* GIVEN INSTRUCTION *
Swap "Wildlife-survey input" for "Annotation input" throughout the entries below, leaving every other part of them unchanged.

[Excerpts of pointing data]
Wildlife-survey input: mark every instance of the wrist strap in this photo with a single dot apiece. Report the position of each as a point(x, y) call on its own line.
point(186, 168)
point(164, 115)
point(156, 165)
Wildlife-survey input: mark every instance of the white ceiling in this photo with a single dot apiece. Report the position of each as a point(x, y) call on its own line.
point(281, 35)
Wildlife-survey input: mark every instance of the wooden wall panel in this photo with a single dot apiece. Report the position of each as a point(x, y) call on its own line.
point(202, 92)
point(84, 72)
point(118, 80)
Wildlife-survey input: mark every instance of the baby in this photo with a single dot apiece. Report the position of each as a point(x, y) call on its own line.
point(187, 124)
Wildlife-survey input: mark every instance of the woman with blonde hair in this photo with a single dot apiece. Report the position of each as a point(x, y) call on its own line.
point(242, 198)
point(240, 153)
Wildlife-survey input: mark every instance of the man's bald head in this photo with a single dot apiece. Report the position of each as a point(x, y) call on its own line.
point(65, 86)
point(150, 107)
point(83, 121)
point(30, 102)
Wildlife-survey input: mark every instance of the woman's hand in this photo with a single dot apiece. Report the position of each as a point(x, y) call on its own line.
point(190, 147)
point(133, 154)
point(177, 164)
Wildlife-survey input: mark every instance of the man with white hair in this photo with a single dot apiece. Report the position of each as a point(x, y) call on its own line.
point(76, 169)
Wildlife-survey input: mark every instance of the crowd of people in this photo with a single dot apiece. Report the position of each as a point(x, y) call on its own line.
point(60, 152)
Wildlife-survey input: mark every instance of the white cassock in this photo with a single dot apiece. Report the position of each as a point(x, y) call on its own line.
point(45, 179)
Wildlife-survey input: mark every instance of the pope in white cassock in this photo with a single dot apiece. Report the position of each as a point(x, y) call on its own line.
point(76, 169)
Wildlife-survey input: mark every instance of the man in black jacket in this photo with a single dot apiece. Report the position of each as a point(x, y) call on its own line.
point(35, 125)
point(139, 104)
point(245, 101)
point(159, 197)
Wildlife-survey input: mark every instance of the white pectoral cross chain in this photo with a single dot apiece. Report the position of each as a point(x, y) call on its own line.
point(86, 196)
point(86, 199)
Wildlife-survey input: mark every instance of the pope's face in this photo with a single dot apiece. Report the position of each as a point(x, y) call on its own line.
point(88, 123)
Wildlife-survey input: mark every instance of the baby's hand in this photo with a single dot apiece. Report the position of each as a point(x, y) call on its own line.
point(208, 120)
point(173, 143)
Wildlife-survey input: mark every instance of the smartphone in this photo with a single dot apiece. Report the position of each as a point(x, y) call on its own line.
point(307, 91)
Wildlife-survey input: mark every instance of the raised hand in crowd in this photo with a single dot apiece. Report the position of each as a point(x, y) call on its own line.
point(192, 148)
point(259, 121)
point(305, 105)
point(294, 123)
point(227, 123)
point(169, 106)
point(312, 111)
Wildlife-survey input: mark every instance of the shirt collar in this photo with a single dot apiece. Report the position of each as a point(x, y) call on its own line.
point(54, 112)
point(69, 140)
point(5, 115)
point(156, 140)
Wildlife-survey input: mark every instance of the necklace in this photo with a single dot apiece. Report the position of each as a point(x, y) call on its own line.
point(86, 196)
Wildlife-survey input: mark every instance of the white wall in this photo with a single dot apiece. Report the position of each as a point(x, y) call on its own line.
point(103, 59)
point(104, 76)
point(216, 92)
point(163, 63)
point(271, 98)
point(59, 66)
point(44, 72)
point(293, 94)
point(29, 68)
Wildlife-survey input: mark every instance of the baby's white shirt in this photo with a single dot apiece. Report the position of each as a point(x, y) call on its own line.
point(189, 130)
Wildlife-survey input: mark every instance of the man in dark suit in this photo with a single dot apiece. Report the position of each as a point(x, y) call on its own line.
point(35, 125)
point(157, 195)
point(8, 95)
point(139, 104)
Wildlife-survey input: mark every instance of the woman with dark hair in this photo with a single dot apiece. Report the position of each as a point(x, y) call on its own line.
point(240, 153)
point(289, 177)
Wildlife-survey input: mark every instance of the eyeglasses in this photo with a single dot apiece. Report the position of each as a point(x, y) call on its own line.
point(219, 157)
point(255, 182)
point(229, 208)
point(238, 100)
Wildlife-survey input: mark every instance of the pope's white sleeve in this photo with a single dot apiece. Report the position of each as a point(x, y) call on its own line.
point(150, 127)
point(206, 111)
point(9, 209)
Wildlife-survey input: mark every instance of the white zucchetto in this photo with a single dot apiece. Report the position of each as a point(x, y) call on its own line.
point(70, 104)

* REPLY *
Annotation input: mark every instance of the wrist strap in this photo with a single dot apiece. Report the position of each as a point(x, y) call on its own line.
point(186, 168)
point(164, 115)
point(156, 165)
Annotation input: mark every instance of the white ceiling in this photo with a single dot apiece. Report the position of each as a point(x, y) call on its own line.
point(281, 35)
Annotation input: mark every instance of the wooden wall panel in this photo with a single dot apiece. Report the position of each as a point(x, y) call on its own line.
point(202, 92)
point(84, 72)
point(118, 80)
Annotation input: mark every instance of the baby in this photo with a single dot apiece. Report the position of each as a point(x, y) call on its own line.
point(187, 124)
Annotation input: mark every instance of the woman with blonde hair in this photo with a single dot apiece. Report the position of each as a point(x, y) call on its own line.
point(242, 198)
point(240, 153)
Annotation input: mark every instance of the man's bald head in this photo with a single dot apiece. Report the position of each as a point(x, y) call on its own line.
point(65, 86)
point(150, 107)
point(83, 121)
point(30, 102)
Annotation input: mark every instance of the woman's hand in this photo with a single dot apiece. Report the position of each as a point(x, y) call on its own line.
point(190, 147)
point(133, 154)
point(177, 164)
Annotation input: mark every instance of the man with white hair in this photo with a single dot apiece. Report the position of each as a point(x, y) call on its own line.
point(76, 169)
Annotation input: mark every instance of the crowd of people in this photo with a single dot apiece. Report the position of each as a point(x, y) call on its own line.
point(60, 152)
Annotation input: mark every instance of the white cassock in this photo with a single dot apiece. Report the position of each as a point(x, y) call on its own line.
point(45, 179)
Annotation input: mark every instance of the pope in white cassock in this photo with a single dot apiece. Report the position of each as a point(x, y) call on its own line.
point(76, 169)
Annotation input: mark every instance of the man in black jacket in this photo with a single dot apiece. Report the position of each as a point(x, y) call on its own line.
point(35, 125)
point(139, 104)
point(245, 101)
point(159, 197)
Annotation input: mark every instance of the white pectoral cross chain in this photo with a single dot apiece. Report the position of each as a point(x, y) call on its own line.
point(86, 196)
point(86, 199)
Annotation input: mark every instance of the pope's face in this photo with a single dot apiece. Report the position of each as a point(x, y) call on its own line.
point(88, 123)
Annotation input: mark every instance of the baby's hand in this photo with a single dot apiece. Report the position of each as a point(x, y) call on its own line.
point(208, 120)
point(173, 143)
Annotation input: mark every instance of the smartphone in this photo with a single dot apiece. Report the position of each as a point(x, y) call on its own line.
point(307, 91)
Annotation input: mark every instance of the raised hand in crowd in this photo with a single dot apiece. Report the position of each as a point(x, y) call on its own line.
point(192, 148)
point(259, 121)
point(305, 105)
point(294, 123)
point(227, 123)
point(169, 106)
point(312, 111)
Annotation input: mark every instance of the shirt collar in this photo with a single dot apiece. Report the position of each as a point(x, y) call on its own line.
point(54, 112)
point(69, 140)
point(5, 115)
point(156, 140)
Annotation input: mark every instance of the necklace in this photo with a single dot apiece. Report the position of each as a point(x, y) call on its own line.
point(86, 196)
Annotation input: mark every instance of the white wall in this photo with a single dot apiece. Report the position of each as a point(x, y) call on its own line.
point(103, 59)
point(104, 76)
point(216, 92)
point(163, 63)
point(271, 98)
point(59, 66)
point(44, 72)
point(293, 94)
point(29, 68)
Annotation input: mark every instance of the baby's white shirt in this photo with a single dot apiece. Report the position of each as a point(x, y) call on its own line.
point(189, 130)
Annotation input: mark every instance of the man in dark suit in this photo with a single dot apiece. Report the position of each as a point(x, y) call on its own line.
point(35, 125)
point(157, 195)
point(8, 95)
point(139, 104)
Annotation input: mark every instance of the woman with dark hair in this photo with a single dot apiece. Report the position of each as a point(x, y) call on its own line.
point(240, 153)
point(289, 177)
Annotation input: mark every instance of the eyeglasses in this photo with a single dot apiece. Report the position of each as a point(x, y) call on its own line.
point(219, 157)
point(255, 182)
point(229, 208)
point(238, 100)
Annotation input: mark every instance of the pope's white sleeve in this photo with a single dot apiece. Report the position of each as a point(x, y) call on its own line.
point(150, 127)
point(206, 111)
point(9, 209)
Annotation input: mark every instance of the white zucchetto in this photo with a single dot apiece. Report the position of each as a point(x, y) call on its own line.
point(70, 104)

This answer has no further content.